# [CONSIGNES DE L'EXERCICE]
1. D'après l'extrait sur la responsabilité sociétale, quel article de la Norme ISO 26 000 donne la définition de la RSE/RSO ?
2. Poursuivez l'extrait sur la responsabilité sociétale à partir de sa dernière phrase.

# [TEXTE EXTRAIT]
En effet, dans ses lignes directrices relatives à la responsabilité sociétale, l’article 2.18 (p. 4), la Norme ISO 26 000 définit la RSE/RSO comme:

[La] responsabilité d’une organisation vis-à-vis des impacts de ses décisions et de ses activités sur la société et sur l’environnement, se traduisant par un comportement transparent et éthique qui:

  • contribue au développement durable y compris à la santé et au bien-être de la société;

  • prend en compte les attentes des parties prenantes;

  • respecte les lois en vigueur et est compatible avec les normes internationales;

  • est intégré dans l’ensemble de l’organisation et mis en œuvre dans ses relations.

Quelquefois assimilée à une traduction managériale du développement durable, la RSE/RSO envisage les trois sphères de la durabilité. Il s’agit, sur le plan social de l’insertion et de l’exclusion des salariés; sur le plan économique, l’optimisation des capacités de production; et sur le plan environnemental, la gestion participative des ressources environnementales. Ainsi, une entreprise ou organisation doit se comporter de façon responsable et contribuer au développement humain, voire humanitaire compensatoire de la société dans laquelle elle évolue.

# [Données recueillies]

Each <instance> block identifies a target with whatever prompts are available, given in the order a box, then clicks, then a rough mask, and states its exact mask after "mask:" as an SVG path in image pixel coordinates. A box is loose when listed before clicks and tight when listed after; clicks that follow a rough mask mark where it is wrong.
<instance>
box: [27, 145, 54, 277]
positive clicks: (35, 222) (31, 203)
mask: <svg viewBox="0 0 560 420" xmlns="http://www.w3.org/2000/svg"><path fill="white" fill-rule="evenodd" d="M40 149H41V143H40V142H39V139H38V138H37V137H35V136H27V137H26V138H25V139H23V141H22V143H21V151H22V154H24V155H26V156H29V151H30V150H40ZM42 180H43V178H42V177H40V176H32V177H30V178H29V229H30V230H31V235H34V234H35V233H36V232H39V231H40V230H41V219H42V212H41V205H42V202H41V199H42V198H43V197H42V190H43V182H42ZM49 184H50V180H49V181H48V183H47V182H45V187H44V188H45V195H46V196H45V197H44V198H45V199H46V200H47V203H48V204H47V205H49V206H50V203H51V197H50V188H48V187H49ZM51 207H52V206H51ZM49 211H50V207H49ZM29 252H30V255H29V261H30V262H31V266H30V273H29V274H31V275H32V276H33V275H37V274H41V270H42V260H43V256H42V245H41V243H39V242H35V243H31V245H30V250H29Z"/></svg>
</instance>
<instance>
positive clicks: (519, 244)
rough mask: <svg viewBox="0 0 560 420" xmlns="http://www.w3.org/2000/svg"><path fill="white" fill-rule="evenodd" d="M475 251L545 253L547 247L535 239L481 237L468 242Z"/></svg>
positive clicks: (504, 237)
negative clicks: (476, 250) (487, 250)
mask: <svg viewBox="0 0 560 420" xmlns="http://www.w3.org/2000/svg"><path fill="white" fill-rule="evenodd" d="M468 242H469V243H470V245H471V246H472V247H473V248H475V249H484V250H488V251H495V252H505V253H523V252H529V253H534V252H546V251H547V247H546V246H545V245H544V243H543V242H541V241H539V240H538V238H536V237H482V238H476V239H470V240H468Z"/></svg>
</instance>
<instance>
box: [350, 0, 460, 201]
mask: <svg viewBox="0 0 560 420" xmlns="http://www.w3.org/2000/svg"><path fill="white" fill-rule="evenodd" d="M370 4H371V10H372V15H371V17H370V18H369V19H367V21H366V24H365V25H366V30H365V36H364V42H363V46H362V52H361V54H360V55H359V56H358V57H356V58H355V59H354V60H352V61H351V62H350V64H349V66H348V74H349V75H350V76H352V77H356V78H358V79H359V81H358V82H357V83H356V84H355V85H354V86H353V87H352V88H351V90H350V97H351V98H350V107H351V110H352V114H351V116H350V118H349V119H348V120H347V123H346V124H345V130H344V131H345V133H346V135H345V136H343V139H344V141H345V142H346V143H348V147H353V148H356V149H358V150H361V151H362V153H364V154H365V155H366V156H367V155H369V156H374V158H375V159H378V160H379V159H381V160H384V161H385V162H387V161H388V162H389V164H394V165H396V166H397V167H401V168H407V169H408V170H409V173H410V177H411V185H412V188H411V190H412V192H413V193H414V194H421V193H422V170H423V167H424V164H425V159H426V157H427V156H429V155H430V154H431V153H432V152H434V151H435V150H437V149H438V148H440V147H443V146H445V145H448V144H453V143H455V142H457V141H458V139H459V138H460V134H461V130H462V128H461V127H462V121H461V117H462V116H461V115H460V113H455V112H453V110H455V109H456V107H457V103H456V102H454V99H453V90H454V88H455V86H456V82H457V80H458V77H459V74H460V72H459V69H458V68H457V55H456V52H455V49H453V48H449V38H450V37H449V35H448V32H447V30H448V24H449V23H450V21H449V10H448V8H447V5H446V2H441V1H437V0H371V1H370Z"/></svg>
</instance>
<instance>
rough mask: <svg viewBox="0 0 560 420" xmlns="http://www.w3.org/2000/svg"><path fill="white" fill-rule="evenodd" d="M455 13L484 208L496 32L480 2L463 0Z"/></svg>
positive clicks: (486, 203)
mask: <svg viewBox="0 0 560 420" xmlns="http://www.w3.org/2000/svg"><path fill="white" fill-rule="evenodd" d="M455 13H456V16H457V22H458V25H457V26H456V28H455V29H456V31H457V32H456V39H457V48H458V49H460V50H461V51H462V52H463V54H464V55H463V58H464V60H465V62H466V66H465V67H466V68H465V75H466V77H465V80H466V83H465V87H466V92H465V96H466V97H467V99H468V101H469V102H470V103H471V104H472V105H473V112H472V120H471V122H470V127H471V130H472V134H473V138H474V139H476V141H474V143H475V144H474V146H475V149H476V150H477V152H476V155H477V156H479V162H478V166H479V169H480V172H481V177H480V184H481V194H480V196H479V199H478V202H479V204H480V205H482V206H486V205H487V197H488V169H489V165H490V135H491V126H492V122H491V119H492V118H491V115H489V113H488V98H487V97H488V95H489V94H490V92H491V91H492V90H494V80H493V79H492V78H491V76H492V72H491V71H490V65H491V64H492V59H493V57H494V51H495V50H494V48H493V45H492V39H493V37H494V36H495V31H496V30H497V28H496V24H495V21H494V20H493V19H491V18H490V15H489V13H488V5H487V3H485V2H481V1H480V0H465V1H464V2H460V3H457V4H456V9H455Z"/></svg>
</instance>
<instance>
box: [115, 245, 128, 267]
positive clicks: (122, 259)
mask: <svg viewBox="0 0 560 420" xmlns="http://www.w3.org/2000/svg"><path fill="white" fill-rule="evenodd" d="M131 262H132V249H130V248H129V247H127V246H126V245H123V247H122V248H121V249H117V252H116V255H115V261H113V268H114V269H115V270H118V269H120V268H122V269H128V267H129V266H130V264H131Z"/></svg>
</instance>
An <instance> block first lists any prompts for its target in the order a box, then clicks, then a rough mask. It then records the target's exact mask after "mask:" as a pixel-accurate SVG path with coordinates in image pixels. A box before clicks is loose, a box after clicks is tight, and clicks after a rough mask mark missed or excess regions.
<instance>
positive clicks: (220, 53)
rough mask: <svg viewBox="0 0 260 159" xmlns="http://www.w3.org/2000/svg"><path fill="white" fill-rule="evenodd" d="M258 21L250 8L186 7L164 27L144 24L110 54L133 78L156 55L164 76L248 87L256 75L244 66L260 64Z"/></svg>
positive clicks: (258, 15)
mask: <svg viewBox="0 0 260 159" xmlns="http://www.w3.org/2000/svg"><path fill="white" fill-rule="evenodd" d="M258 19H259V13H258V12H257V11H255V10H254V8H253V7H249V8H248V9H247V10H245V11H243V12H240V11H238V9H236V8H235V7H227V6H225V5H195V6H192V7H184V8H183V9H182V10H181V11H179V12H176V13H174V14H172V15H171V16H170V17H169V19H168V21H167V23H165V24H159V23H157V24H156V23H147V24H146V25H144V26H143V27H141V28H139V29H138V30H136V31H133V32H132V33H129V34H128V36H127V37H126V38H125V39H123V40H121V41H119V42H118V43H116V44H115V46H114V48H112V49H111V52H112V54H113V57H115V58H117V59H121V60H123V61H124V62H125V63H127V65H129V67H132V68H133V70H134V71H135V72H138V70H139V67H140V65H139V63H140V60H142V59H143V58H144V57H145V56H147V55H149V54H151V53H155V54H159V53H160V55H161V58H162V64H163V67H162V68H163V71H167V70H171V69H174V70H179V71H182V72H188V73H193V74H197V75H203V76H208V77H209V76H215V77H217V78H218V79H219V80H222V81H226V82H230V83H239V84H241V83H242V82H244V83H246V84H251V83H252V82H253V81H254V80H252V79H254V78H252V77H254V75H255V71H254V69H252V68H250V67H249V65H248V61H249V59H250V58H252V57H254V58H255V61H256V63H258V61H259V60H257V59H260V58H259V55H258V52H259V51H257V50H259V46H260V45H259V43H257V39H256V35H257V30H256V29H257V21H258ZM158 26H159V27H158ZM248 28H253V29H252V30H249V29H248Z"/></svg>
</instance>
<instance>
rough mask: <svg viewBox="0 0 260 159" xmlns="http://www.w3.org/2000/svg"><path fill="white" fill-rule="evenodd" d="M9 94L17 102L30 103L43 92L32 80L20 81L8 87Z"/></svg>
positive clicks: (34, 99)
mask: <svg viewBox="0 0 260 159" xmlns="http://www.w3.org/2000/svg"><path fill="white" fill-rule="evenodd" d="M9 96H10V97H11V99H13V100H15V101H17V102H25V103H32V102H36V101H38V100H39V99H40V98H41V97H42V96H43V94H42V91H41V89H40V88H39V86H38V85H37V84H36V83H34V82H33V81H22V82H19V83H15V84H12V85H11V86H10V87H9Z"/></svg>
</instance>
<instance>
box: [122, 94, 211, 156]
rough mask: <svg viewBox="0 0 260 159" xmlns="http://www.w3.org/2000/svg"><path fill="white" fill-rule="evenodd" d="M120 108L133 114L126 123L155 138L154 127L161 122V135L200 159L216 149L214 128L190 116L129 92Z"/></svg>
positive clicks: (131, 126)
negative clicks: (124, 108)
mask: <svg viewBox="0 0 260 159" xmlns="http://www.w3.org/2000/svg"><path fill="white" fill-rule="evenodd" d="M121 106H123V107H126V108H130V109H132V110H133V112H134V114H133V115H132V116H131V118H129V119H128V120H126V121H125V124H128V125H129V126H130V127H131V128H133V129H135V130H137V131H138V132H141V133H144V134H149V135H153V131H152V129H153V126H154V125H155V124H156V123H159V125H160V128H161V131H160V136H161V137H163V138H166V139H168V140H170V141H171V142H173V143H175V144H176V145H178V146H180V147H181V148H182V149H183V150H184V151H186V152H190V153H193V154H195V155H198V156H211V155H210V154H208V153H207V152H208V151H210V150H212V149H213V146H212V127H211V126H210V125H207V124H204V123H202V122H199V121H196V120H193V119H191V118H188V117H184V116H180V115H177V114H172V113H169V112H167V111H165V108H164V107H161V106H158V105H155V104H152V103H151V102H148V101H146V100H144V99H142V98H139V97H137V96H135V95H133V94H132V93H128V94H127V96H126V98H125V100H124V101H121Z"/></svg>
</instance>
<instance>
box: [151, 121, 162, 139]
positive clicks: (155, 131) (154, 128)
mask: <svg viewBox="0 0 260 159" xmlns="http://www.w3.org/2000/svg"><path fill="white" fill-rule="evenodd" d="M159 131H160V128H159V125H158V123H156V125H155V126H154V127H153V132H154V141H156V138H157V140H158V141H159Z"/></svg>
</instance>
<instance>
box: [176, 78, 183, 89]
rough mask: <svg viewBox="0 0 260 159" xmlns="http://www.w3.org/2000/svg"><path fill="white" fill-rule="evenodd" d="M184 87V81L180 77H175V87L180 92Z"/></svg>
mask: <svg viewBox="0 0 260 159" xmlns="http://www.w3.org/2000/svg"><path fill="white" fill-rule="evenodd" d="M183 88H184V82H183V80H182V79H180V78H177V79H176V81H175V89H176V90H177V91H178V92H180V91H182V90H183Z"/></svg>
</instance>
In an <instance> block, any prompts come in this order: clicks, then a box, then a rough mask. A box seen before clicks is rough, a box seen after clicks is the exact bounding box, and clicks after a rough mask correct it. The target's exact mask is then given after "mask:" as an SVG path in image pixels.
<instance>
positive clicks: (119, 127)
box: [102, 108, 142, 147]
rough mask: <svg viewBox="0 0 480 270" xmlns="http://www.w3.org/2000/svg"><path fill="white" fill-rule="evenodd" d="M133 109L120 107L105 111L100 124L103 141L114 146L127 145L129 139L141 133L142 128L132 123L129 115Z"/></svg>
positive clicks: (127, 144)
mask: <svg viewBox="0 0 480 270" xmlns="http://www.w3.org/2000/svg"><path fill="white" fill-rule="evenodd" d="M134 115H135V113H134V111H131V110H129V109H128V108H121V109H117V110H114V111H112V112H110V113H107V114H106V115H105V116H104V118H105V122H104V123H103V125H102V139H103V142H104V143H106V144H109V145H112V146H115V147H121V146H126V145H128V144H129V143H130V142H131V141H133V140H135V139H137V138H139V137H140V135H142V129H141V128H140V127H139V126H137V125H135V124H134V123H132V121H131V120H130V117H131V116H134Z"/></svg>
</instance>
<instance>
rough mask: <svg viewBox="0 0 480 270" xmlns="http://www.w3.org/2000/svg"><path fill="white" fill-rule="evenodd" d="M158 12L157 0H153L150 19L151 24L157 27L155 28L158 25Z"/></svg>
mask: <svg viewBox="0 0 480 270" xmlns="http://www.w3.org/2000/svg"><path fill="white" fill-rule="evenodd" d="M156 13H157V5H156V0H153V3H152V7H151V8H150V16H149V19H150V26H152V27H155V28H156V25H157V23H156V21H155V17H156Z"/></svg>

# [RÉPONSES PAR CONSIGNE]
1. L'article 2.18 (p. 4).

2.
En près de 70 ans, soit de 1950 à nos jours, une évolution aussi rapide que marquante de la RSE/RSO et des pratiques des entreprises a été observée. Il s’agit de nos jours d’un courant dominant auquel les organisations peuvent de moins en moins se soustraire. Pourtant, les contextes socioéconomiques et les contraintes légales peuvent créer une dynamique de pratiques de la RSE/RSO qui va à l’opposé de ses fondements conceptuels.

Le présent article interroge les pratiques de la responsabilité sociale dans l’activité d’exploitation forestière au Cameroun au regard du concept de RSE/RSO et ses principes les plus essentiels. En effet, quel est le degré de maturité de la RSE au Cameroun? Précisément, l’entreprise forestière joue-t-elle pleinement son rôle humanitaire et paternaliste défini comme fondement de la RSE?

En mettant l’accent sur les principes socio-éthiques chers à la RSE, cet article vise à analyser la corrélation entre les pratiques des entreprises d’exploitation forestière et les principes fondamentaux de la RSE, pour comprendre les avancées ou les lacunes en la matière. Le postulat de départ est que les actions compensatrices des entreprises forestières sont suffisamment lacunaires pour remettre en question l’existence de la RSE dans le cadre de cette activité. L’étude s’est déroulée au sein des aires protégées que la Réserve du Dja et le Parc nationale de Campo Ma’an. Celles-ci bénéficient d’un double statut de protection et d’exploitation.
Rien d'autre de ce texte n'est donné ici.